YOUR OBJECTIVE
How many lines in the material below contain the string "photo"? Reply with the number alone.

TASK INPUTS
>>>

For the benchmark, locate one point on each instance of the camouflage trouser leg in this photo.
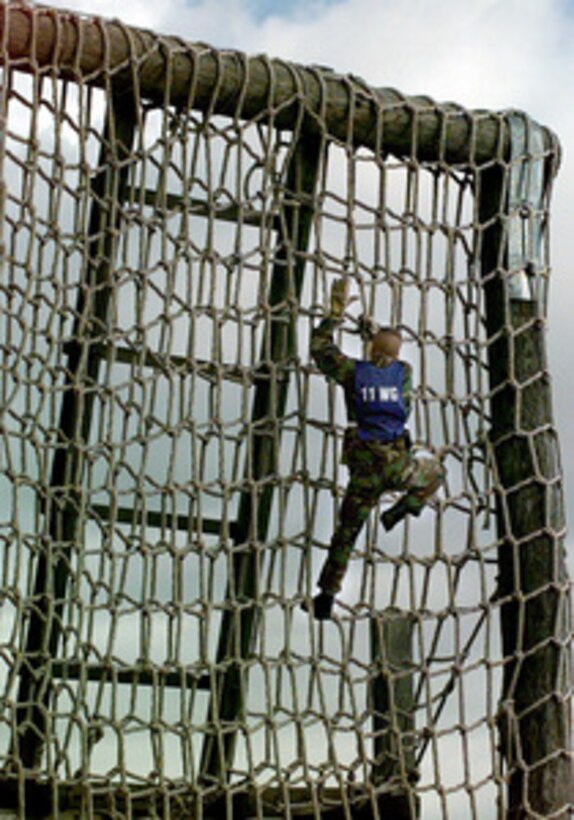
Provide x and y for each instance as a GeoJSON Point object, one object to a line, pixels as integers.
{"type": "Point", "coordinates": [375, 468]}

<<<
>>>

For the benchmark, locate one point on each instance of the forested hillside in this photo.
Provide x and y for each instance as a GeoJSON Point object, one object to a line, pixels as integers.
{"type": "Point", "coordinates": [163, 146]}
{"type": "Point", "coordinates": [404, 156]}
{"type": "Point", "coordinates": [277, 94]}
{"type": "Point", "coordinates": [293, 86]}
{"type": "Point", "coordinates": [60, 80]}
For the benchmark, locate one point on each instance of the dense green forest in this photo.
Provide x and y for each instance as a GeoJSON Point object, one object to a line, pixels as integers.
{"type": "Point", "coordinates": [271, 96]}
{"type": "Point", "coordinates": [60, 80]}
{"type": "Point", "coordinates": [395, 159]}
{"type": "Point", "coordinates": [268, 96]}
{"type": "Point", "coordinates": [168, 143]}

<<<

EXERCISE RESPONSE
3